- Exercise objective: Please write each record out again word for word.

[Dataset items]
....
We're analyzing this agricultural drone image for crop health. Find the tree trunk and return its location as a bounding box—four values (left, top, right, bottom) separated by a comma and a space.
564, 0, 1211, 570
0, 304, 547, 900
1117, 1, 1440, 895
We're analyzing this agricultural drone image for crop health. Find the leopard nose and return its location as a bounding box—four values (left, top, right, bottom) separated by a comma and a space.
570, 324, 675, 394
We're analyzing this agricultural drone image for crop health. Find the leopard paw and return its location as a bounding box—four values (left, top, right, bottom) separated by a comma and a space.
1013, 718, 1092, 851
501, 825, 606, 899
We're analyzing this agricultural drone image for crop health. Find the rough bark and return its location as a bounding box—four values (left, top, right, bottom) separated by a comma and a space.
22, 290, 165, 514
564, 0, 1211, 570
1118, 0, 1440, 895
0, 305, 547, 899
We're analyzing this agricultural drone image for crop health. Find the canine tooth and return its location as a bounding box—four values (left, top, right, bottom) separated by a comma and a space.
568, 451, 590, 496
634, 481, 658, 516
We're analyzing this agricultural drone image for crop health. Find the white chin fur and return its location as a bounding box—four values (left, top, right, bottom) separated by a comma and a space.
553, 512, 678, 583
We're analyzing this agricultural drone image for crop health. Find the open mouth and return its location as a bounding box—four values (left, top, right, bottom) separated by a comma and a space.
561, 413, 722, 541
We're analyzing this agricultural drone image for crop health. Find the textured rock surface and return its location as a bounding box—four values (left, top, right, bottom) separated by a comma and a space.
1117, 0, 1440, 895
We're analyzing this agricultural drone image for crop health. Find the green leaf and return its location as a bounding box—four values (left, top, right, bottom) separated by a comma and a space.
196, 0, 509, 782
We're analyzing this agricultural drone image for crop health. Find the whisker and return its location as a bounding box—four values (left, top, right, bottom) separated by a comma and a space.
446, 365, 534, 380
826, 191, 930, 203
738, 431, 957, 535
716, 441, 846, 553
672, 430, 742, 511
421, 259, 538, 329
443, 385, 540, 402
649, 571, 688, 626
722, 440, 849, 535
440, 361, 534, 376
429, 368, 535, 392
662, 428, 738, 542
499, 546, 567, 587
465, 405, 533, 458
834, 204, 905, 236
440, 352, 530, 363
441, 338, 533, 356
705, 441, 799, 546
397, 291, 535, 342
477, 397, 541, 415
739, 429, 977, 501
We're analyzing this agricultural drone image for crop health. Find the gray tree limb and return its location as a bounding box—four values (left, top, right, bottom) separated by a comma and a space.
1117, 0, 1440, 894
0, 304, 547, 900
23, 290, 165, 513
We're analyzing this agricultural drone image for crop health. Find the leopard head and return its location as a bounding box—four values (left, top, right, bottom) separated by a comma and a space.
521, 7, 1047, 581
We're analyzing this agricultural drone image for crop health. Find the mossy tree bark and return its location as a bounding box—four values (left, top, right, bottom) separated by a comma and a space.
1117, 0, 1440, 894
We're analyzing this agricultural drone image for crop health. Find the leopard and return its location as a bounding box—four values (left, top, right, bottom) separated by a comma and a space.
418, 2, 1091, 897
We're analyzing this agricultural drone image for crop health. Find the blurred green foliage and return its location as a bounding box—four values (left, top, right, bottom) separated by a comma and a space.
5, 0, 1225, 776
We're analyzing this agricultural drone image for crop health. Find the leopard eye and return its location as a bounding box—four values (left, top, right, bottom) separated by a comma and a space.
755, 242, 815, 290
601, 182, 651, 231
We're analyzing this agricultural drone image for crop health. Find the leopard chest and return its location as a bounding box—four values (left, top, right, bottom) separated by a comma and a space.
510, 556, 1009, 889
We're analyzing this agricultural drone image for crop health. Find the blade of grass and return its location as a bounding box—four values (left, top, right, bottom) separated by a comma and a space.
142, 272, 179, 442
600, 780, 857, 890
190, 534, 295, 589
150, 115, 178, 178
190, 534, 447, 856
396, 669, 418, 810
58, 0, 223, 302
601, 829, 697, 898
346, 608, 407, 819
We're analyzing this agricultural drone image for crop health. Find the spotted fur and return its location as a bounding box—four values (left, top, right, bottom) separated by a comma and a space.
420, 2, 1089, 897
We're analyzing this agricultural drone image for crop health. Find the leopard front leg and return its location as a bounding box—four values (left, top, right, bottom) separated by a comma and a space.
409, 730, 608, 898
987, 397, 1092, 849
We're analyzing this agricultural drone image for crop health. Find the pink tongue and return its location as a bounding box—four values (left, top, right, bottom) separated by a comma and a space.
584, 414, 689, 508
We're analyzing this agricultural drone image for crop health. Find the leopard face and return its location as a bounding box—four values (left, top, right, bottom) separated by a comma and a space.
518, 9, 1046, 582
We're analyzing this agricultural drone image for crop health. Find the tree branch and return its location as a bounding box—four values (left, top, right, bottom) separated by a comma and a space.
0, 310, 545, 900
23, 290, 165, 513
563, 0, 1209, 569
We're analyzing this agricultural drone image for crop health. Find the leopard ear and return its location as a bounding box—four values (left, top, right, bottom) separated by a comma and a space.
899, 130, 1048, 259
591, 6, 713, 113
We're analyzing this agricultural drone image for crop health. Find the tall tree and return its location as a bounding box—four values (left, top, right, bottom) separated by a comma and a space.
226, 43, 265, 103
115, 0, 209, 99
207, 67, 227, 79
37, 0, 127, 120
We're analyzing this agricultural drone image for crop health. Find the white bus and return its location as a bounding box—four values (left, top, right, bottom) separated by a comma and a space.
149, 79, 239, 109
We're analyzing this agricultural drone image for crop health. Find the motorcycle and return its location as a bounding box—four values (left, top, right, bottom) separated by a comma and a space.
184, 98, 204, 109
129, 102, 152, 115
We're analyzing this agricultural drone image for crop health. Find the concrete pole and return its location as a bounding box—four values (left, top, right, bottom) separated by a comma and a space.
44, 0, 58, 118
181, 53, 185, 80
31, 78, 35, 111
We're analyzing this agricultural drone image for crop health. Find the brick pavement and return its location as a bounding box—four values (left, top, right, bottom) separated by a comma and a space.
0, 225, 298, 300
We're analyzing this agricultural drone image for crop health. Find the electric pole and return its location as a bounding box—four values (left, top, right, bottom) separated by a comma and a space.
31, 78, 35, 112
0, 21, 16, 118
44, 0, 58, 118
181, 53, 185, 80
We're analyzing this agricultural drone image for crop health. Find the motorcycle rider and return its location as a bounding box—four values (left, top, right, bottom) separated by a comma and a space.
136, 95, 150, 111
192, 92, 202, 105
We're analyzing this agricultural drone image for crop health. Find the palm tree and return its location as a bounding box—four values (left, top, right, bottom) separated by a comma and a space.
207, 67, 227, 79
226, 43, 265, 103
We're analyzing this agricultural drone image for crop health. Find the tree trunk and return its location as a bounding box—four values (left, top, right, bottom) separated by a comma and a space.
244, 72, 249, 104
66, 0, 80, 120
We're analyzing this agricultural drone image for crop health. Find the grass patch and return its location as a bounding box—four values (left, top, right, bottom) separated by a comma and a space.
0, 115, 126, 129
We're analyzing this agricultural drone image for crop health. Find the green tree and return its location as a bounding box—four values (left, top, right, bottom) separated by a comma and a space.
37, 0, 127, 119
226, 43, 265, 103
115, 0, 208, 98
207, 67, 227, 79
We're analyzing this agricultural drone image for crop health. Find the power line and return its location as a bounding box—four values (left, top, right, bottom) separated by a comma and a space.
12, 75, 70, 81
....
- Written response:
We're analyzing this agricultural drone image for crop health. Find the tree trunk and return its location as a bounding box—four values (left, top, right, bottom) separated by a comma and a space.
564, 0, 1211, 570
0, 304, 547, 900
1117, 1, 1440, 895
We're analyzing this agricultural drone image for crop health. Find the leopard nose and return its location as a bounding box—four values (left, top, right, bottom) separated by a comma and a space.
570, 324, 675, 394
We're analyzing this agricultural drone image for crop health. Find the leopard paw and return its location as a bounding box—four values (left, top, right, bottom) separated by a comma and a space.
1013, 718, 1092, 851
501, 825, 606, 899
We're analyzing this agricultural drone image for crop health. Find the rough bark and return its location as a bounding box—four values (left, top, right, bottom) separated by a comma and a space.
22, 290, 165, 514
564, 0, 1211, 570
1118, 0, 1440, 895
0, 305, 547, 899
We're analyzing this agricultural drone image for crop health. Find the canine tooth and return its location as a bounding box—four values (left, top, right, bottom) separated by a comma and a space.
568, 451, 590, 496
634, 481, 658, 516
We're analyzing this agricultural drone image for crop health. Find the white chin fur and return its location as a bounding box—four values (left, top, right, bottom) separated by a comma and a space.
553, 512, 678, 583
We're analyzing this agricultural drone image for crop health. Find the open mouth and return its location as a bounding box—four values (left, top, right, bottom) separated by a comma and a space.
561, 413, 722, 541
We're analyzing this agricultural drone image for crop health. Find the textured rock surface and return its location as a bounding box—four values (left, top, right, bottom) separated by a comma and a space.
1117, 0, 1440, 895
We're analyzing this agricultural drone image for crop health. Find the green leaf and return its location as a bounding box—four values (left, top, right, bottom) separated by a comma and a space.
196, 0, 509, 782
We're analyzing this agricultural drone image for crop health. Find the whisker and return its location as a bounding box—four values (left, top, right, bottom) separated by a comma and a space.
446, 365, 534, 380
826, 191, 930, 203
738, 431, 957, 535
716, 441, 846, 553
672, 430, 742, 511
421, 259, 538, 329
443, 385, 540, 402
649, 571, 688, 626
722, 440, 849, 535
440, 361, 534, 376
429, 368, 535, 392
662, 428, 738, 542
499, 546, 567, 587
465, 405, 533, 458
834, 204, 905, 236
440, 352, 530, 363
441, 338, 533, 356
705, 441, 799, 546
397, 291, 535, 342
477, 397, 541, 415
739, 429, 977, 501
We're analyzing this agricultural drone image for crop health. Find the gray tree limb and return its location as a bounding box—four values (left, top, right, bottom) separated by a comma and a space.
1117, 0, 1440, 894
0, 304, 547, 900
23, 290, 165, 513
We're analyzing this agricultural drone image for crop health. Find the leopard head and return its location as a bounding box—four values (left, top, right, bottom) separated by a comma and a space.
521, 7, 1047, 581
We're analyzing this agricultural drone image for crop health. Find the mossy tree bark and return its location as a bounding box—four values (left, top, right, bottom) separated by a comma and a space.
1117, 0, 1440, 894
We're analyzing this agricultural drone image for crop health. Find the leopard and return its location as a bounding box—four values (left, top, right, bottom) separated by a comma and a space.
418, 2, 1091, 897
We're analyzing this agricultural drone image for crop health. Find the blurred green foliage and return its location as a bounding box—four values (left, top, right, bottom) separated by a comma and a space.
5, 0, 1225, 776
We're analyzing this agricultural drone image for crop health. Find the leopard eye and return its location as a bounding box—four values (left, top, right, bottom) separated by a comma and a space.
755, 242, 815, 290
601, 182, 651, 231
We're analyzing this agricultural drone image for crop health. Find the leopard chest and return its location as a bounding box—four values (left, top, right, bottom) separated by a comma and a space.
510, 556, 1009, 889
We're analyzing this agricultural drone image for crop health. Find the blade of grass and return its location as a bounding box—four values (left, top, right, bottom) separated by a comma and a space.
142, 272, 179, 442
600, 780, 857, 890
190, 534, 295, 589
150, 115, 178, 178
190, 534, 447, 856
396, 669, 418, 810
58, 0, 223, 302
601, 829, 697, 898
346, 608, 407, 819
We're analyzing this agricultural drone image for crop health. Find the spotted fur and return its location as a bounding box—four values (left, top, right, bottom) separated by a comma and a space.
420, 2, 1089, 897
We're analyzing this agricultural drone image for crop health. Find the leopard front leg and return its location as a bounding box—four values (left, top, right, bottom) separated by a comma and a space.
409, 730, 608, 898
987, 397, 1092, 849
We're analyzing this agricultural drone image for crop health. Find the pink tongue and return its location as a bounding box—four values (left, top, right, bottom) separated by a comma and a space.
584, 414, 689, 508
We're analyzing this agricultural drone image for crop health. Find the leopard face and return its location as a bounding box—four values (left, top, right, bottom) separated by a comma and a space.
518, 9, 1046, 582
We're analyzing this agricultural drone image for crop health. Find the tree branch and return its location as a bounding box—four values (left, top, right, bottom) separated by a comma and a space.
0, 310, 545, 900
23, 290, 165, 513
563, 0, 1209, 569
We're analyzing this agricultural drone image for crop health. Find the leopard ear and return its location as a bounding box—four values (left, top, right, bottom) separated by a comma and a space.
899, 130, 1048, 259
591, 6, 713, 113
We're analyzing this agricultural drone image for crop health. Find the tall tree and return its location as a bounding box—four values (left, top, right, bottom) separated by a comma and a space.
226, 43, 265, 103
115, 0, 209, 99
207, 67, 227, 79
37, 0, 127, 120
We're analyzing this agricultural drone image for crop health. Find the white bus and return its location as a bounding box—four values (left, top, right, bottom) separated by a comma and a space.
149, 79, 239, 109
We're analyzing this agricultural drone image for crop health. Find the motorcycle and return its location as a bounding box—four values (left, top, right, bottom) separated by a comma and a space.
184, 98, 204, 109
129, 102, 152, 115
We're analyzing this agricultural drone image for crop health. Find the concrete pole and return its location as a bounding box—four values (left, top, right, bottom) separated by a comma and a space.
44, 0, 58, 118
181, 53, 185, 80
31, 78, 35, 111
We're analyzing this agricultural drone image for crop health. Find the brick pavement and return its location as a bounding box—four values (left, top, right, bottom) separated by a comma and a space.
0, 225, 298, 300
We're analyzing this agricultural drone image for crop health. Find the electric pole and return its location as a bounding box—four values (left, top, right, bottom) separated by a comma and a space.
31, 78, 35, 112
0, 21, 16, 118
44, 0, 58, 118
181, 53, 185, 80
We're analyzing this agricultural drone image for crop health. Find the motorcycle rider and return its location as a bounding box—four values (left, top, right, bottom) separated by a comma and a space.
136, 95, 150, 111
192, 92, 202, 105
We're analyzing this agricultural drone image for crop health. Find the palm tree and return its location as a bounding box—four values (left, top, right, bottom) separated by a comma and a space.
207, 67, 227, 79
226, 43, 265, 103
We're analyzing this agricultural drone image for crop health. Find the tree trunk and return its location as a bounding box—four values (left, top, right, bottom) separated by a comma and a space.
244, 72, 249, 104
66, 0, 80, 120
We're analyzing this agricultural drone image for crop health. Find the grass patch and return its location as a bounding box—four values (left, top, right, bottom) separated by a comma and a space.
0, 115, 126, 129
We're analyzing this agricultural drone image for crop health. Find the green tree and return its location as a bounding box—four values (left, top, right, bottom) separated by a comma and a space.
37, 0, 127, 119
226, 43, 265, 103
115, 0, 208, 98
207, 67, 227, 79
We're analyzing this agricultural drone image for crop health. Find the power line and return its location as a bounding box—four values (left, top, right, bottom) separated by a comma and a space.
12, 75, 70, 81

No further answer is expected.